**Brano estratto**
Capita a volte di voler descrivere un fatto, un evento, ma di non sapere da quale momento iniziare e, soprattutto, di non riuscire a riallineare i pensieri. Questo succede sovente quando l’oggetto del racconto appartiene ai momenti “belli”, quelli da ricordare più volte davanti ad una birra con gli amici che li hanno condivisi, da raccontare a orecchie che li hanno già sentiti cento volte ma che sono pronte a riascoltarli e a sorridere.
La gita ai passi francesi è sicuramente stata un’avventura “bella”, riuscita, grazie a tre elementi che si sono amalgamati dando origine ad un piatto ricco, saporito, tutto da gustare: la bellezza dei luoghi visitati, la compagnia frizzante, la libertà che sempre ci viene regalata dalla motocicletta. Elementi che si sono concentrati in poche ore, forse poco più di ventiquattro, come la benzina nella camera di combustione: non poteva non essere un’uscita col botto!
I posti che abbiamo conquistato con le nostri armi a due, tre o quattro cilindri, rappresentano sicuramente l’incanto della natura: parliamo dei passi francesi tra le Alpi Cozie e le Alpi Marittime, con le loro cime aguzze e desolate avvolte nel silenzio interrotto solo dallo sbuffare del vento, dal rombare delle moto, o dal fiato spezzato di un impavido ciclista che si arrampica su una strada infinta e impossibile. Chissà quale frastuono scorre su quelle pareti scoscese quando si scatena un temporale, o quanto freddo possa far compagnia ad una nevicata. Per fortuna sono situazioni che non abbiamo sperimentato, almeno per questa volta.

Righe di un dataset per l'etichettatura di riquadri

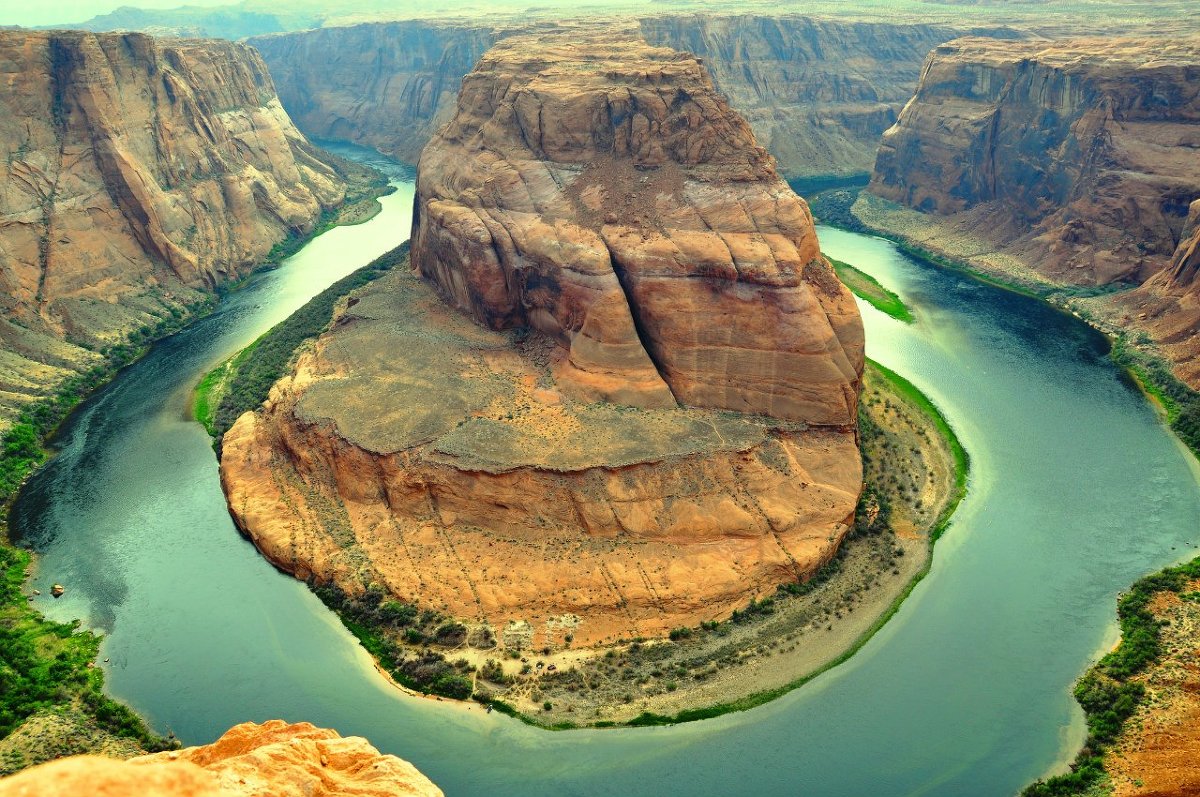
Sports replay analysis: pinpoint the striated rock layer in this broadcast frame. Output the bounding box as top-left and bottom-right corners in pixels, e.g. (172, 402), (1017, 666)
(0, 31), (344, 429)
(0, 719), (442, 797)
(251, 14), (1015, 178)
(412, 35), (863, 426)
(1114, 199), (1200, 390)
(221, 35), (863, 647)
(869, 38), (1200, 284)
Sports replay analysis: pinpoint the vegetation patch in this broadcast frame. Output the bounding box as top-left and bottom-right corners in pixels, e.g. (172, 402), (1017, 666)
(192, 241), (408, 443)
(313, 362), (967, 730)
(826, 254), (913, 324)
(1022, 557), (1200, 797)
(1110, 332), (1200, 459)
(0, 546), (178, 774)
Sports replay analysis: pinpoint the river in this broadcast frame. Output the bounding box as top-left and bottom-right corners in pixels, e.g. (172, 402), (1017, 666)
(12, 158), (1200, 796)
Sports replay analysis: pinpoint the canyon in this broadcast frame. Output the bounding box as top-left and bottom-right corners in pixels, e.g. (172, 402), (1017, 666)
(854, 37), (1200, 388)
(0, 719), (442, 797)
(0, 31), (347, 425)
(221, 29), (863, 649)
(248, 14), (1019, 179)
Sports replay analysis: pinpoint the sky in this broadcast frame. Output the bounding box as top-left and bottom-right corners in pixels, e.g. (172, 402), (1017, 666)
(0, 0), (234, 25)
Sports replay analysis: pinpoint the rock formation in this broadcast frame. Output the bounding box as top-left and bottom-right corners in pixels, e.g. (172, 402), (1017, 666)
(870, 38), (1200, 284)
(641, 14), (1018, 178)
(0, 31), (344, 429)
(250, 20), (497, 163)
(221, 31), (863, 647)
(251, 14), (1015, 178)
(1114, 199), (1200, 390)
(0, 719), (442, 797)
(412, 29), (863, 426)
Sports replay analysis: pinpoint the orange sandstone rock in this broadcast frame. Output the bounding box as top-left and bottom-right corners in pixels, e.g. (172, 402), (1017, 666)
(221, 30), (863, 647)
(413, 32), (863, 426)
(0, 719), (442, 797)
(0, 30), (346, 425)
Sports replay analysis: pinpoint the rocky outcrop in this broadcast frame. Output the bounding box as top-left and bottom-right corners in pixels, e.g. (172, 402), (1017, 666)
(1112, 199), (1200, 390)
(0, 31), (344, 429)
(870, 38), (1200, 284)
(641, 14), (1016, 178)
(0, 719), (442, 797)
(251, 14), (1015, 178)
(250, 20), (500, 163)
(221, 31), (863, 648)
(412, 34), (863, 426)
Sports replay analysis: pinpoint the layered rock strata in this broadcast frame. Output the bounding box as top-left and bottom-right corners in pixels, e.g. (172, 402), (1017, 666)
(251, 14), (1015, 178)
(0, 31), (344, 427)
(412, 36), (863, 426)
(221, 36), (863, 647)
(1114, 199), (1200, 390)
(0, 719), (442, 797)
(869, 38), (1200, 286)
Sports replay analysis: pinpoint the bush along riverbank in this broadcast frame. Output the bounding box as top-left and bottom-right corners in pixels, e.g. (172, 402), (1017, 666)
(295, 355), (968, 730)
(1022, 558), (1200, 797)
(0, 147), (391, 774)
(826, 254), (913, 324)
(0, 296), (216, 774)
(192, 241), (408, 445)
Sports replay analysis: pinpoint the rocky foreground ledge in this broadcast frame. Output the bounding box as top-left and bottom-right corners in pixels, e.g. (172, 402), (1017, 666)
(222, 30), (863, 652)
(0, 719), (442, 797)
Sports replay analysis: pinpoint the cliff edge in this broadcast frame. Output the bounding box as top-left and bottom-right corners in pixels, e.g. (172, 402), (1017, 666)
(221, 32), (863, 651)
(0, 30), (346, 429)
(0, 719), (442, 797)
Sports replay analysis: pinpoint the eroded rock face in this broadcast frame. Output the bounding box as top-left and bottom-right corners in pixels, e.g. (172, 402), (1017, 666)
(641, 14), (1016, 178)
(221, 271), (862, 648)
(221, 30), (863, 648)
(250, 20), (499, 163)
(1114, 199), (1200, 390)
(0, 31), (344, 427)
(0, 719), (442, 797)
(870, 38), (1200, 284)
(251, 14), (1015, 179)
(412, 32), (863, 426)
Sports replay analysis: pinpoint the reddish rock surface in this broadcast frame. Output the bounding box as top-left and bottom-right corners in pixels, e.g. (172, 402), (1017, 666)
(0, 720), (442, 797)
(250, 13), (1015, 179)
(221, 31), (863, 648)
(413, 31), (863, 426)
(1115, 199), (1200, 390)
(870, 38), (1200, 284)
(0, 30), (344, 424)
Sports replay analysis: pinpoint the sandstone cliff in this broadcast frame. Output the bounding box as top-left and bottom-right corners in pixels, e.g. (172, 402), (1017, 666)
(221, 32), (863, 647)
(0, 719), (442, 797)
(250, 20), (498, 163)
(869, 38), (1200, 284)
(641, 14), (1016, 178)
(251, 14), (1014, 178)
(1114, 199), (1200, 390)
(0, 31), (344, 429)
(412, 34), (863, 426)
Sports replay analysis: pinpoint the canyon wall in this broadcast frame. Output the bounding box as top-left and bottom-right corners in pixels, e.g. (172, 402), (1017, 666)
(869, 38), (1200, 286)
(641, 14), (1016, 178)
(0, 31), (346, 429)
(248, 20), (500, 163)
(0, 719), (442, 797)
(221, 28), (863, 648)
(250, 14), (1015, 178)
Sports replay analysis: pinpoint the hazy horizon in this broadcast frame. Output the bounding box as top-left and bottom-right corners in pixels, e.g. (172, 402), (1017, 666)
(0, 0), (236, 26)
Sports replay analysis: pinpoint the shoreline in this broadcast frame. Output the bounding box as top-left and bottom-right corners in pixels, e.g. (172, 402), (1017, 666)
(0, 158), (395, 774)
(806, 184), (1200, 797)
(309, 361), (968, 730)
(811, 188), (1200, 461)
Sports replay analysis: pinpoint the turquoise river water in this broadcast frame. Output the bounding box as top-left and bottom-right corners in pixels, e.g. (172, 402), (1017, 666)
(13, 153), (1200, 797)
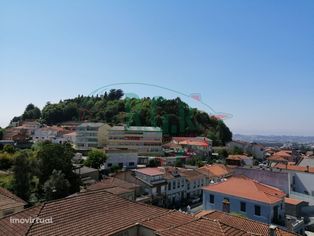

**Consegne dell'esercizio**
• a. Estragga dal brano sui passi francesi tutto il testo compreso tra le parole "Capita a volte" e le parole "e a sorridere.", incluse entrambe.
• b. Trasformi in un elenco puntato il paragrafo del brano sui passi francesi che comincia con "La gita ai passi francesi è sicuramente", mantenendone i fatti principali.
Il materiale qui riportato costituisce un insieme a sé, distinto dal brano.

**Risposte alle consegne**
• a.
Capita a volte di voler descrivere un fatto, un evento, ma di non sapere da quale momento iniziare e, soprattutto, di non riuscire a riallineare i pensieri. Questo succede sovente quando l’oggetto del racconto appartiene ai momenti “belli”, quelli da ricordare più volte davanti ad una birra con gli amici che li hanno condivisi, da raccontare a orecchie che li hanno già sentiti cento volte ma che sono pronte a riascoltarli e a sorridere.

• b.
- La gita ai passi francesi è stata un'avventura bella e riuscita.
- Il successo si deve a tre elementi: la bellezza dei luoghi visitati, la compagnia frizzante e la libertà offerta dalla motocicletta.
- Questi elementi si sono concentrati in poche ore, forse poco più di ventiquattro.
- Il risultato non poteva che essere un'uscita col botto.